- **INSTRUCTIONS FOR THE TASK**: Print the records below verbatim, every line and character unchanged.

+-------+

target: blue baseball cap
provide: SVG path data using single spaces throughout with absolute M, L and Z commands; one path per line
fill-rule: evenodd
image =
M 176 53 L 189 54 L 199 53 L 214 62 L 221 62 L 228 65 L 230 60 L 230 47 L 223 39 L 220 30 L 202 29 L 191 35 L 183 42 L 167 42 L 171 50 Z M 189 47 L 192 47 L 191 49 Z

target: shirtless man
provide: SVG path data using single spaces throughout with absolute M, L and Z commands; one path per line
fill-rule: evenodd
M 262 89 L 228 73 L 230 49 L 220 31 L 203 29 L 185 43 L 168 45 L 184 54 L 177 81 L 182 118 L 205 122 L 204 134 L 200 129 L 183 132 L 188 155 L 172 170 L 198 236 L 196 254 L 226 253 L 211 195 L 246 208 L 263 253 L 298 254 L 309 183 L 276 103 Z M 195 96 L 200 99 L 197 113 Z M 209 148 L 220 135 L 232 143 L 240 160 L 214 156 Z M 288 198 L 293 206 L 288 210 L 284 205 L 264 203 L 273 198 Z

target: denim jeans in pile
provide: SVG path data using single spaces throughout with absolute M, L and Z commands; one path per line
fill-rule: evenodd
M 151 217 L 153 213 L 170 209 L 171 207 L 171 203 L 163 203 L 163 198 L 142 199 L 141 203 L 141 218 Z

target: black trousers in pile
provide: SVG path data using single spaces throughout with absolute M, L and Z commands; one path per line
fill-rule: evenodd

+-------+

- **OUTPUT**:
target: blue baseball cap
provide: SVG path data using single spaces throughout with absolute M, L and Z commands; one path per line
fill-rule: evenodd
image =
M 176 53 L 189 54 L 199 53 L 214 62 L 221 62 L 228 65 L 230 60 L 230 47 L 223 39 L 220 30 L 202 29 L 191 35 L 183 42 L 167 42 L 171 50 Z M 189 47 L 192 47 L 191 49 Z

target: shirtless man
provide: SVG path data using single spaces throughout with absolute M, L and Z commands; one path per line
fill-rule: evenodd
M 262 89 L 228 73 L 230 49 L 220 31 L 203 29 L 185 43 L 168 45 L 184 54 L 177 81 L 182 118 L 205 122 L 204 134 L 200 129 L 183 132 L 188 155 L 172 170 L 198 236 L 196 254 L 226 253 L 211 195 L 246 208 L 263 253 L 298 254 L 309 183 L 276 103 Z M 195 96 L 200 99 L 197 113 Z M 209 148 L 220 135 L 232 143 L 240 160 L 214 156 Z M 288 198 L 293 206 L 288 210 L 284 205 L 264 203 L 273 198 Z

target: denim jeans in pile
provide: SVG path data using single spaces throughout with absolute M, L and Z commands; one path per line
fill-rule: evenodd
M 151 217 L 153 213 L 170 209 L 171 207 L 171 203 L 163 203 L 163 198 L 142 199 L 141 203 L 141 218 Z

target: black trousers in pile
provide: SVG path data using single spaces throughout with absolute M, L and Z commands; one path per line
fill-rule: evenodd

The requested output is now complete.